_Task:_
Using the data below, copy out all lines with the word "returns".

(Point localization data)
*** Block opens ***

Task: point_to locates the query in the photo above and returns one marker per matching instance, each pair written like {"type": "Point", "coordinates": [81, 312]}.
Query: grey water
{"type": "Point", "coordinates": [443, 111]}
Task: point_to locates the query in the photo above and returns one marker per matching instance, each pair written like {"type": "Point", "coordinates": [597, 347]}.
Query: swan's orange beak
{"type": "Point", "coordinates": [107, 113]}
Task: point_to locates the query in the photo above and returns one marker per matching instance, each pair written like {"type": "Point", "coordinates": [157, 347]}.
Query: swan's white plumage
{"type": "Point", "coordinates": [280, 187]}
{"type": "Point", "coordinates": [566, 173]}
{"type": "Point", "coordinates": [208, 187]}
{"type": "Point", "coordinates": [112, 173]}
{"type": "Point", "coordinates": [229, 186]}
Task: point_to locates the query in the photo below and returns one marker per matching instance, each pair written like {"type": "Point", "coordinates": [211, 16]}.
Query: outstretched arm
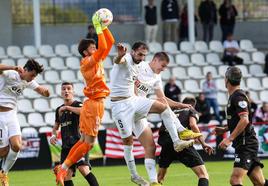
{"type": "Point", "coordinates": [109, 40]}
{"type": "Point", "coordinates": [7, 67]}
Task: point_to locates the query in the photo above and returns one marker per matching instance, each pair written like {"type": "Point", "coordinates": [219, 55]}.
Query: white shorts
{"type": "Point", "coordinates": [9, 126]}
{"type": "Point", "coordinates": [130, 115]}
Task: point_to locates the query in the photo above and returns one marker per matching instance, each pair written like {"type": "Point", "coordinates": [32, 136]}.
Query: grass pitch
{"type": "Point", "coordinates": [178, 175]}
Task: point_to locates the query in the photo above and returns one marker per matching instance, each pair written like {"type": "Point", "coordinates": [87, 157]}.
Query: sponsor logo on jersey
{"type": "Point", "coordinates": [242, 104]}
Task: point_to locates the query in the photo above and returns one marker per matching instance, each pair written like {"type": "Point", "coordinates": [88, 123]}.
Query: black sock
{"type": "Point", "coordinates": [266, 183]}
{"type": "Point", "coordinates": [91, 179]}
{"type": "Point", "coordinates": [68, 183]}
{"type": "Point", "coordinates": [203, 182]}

*** Block closes ***
*** Block opens ***

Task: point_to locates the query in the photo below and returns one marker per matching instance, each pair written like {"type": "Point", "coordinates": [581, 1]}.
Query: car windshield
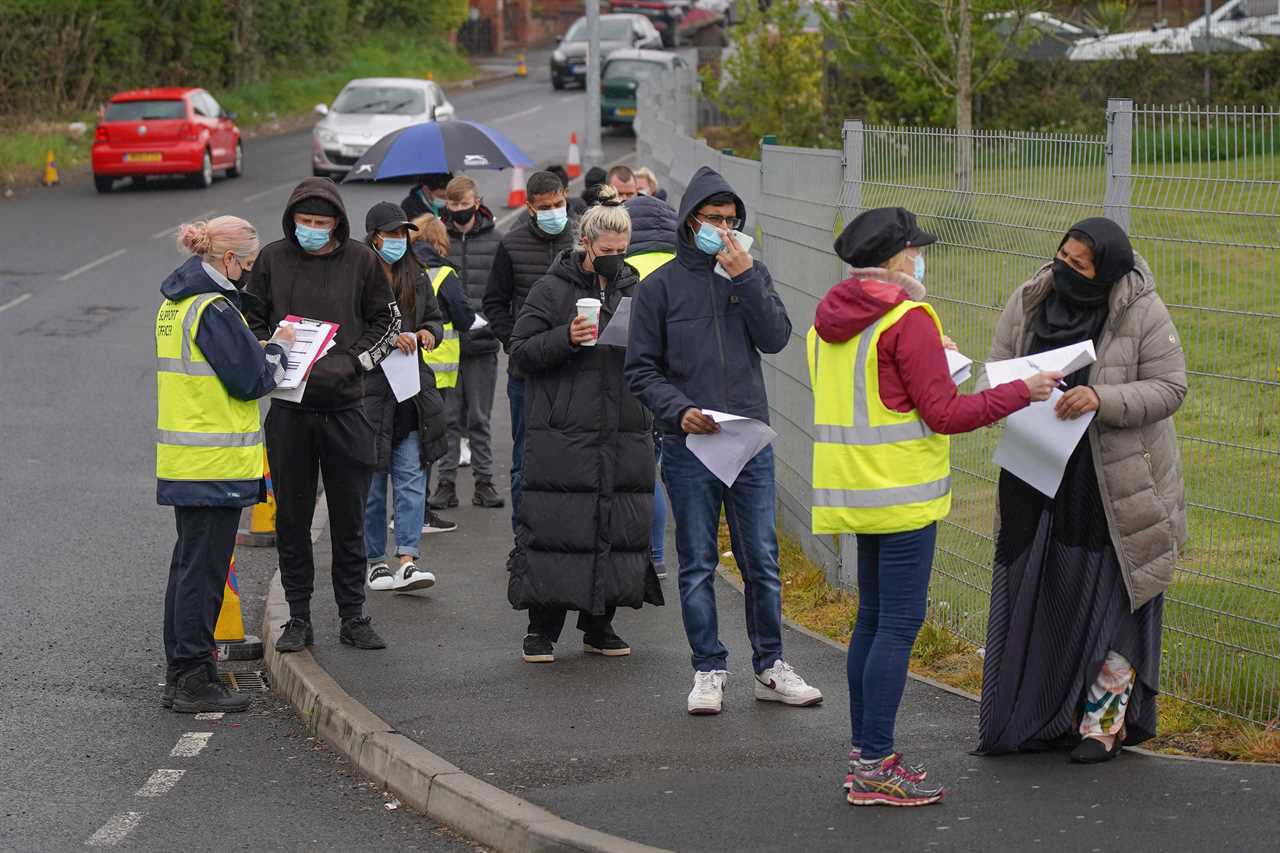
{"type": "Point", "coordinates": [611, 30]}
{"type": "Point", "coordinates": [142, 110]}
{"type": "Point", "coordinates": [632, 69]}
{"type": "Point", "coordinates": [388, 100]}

*** Block closes ***

_Answer space:_
Task: point_to locates the query in the photo above and returns one marker per matching instance, each pair written like {"type": "Point", "coordinates": [81, 312]}.
Task: point_to locates the query in the photo above and returns one marker per matching instance, each pair written like {"type": "Point", "coordinates": [597, 347]}.
Task: point_to locates the query in the photo above and returns one marker per matching instance, each pair written like {"type": "Point", "coordinates": [157, 347]}.
Task: point_to locates the query in the photo below and returns one marker per matching instance, each pair written like {"type": "Point", "coordinates": [211, 16]}.
Task: point_to locates the query in the photo above and returns one marker per matching instance, each pair written like {"type": "Point", "coordinates": [219, 55]}.
Task: point_to locates the query in the photo above and returns one marker per matching instance, each pair written like {"type": "Point", "coordinates": [32, 136]}.
Task: point_to locates the query in the photo above and returns one marker per matching instance, each pair written like {"type": "Point", "coordinates": [87, 157]}.
Task: point_to locates the query in the photo above and returns one marker per matching instance, each pair written like {"type": "Point", "coordinates": [88, 123]}.
Task: point_to locates the query in the photo below and returns one marker per matching instance, each pair written like {"type": "Point", "coordinates": [581, 1]}.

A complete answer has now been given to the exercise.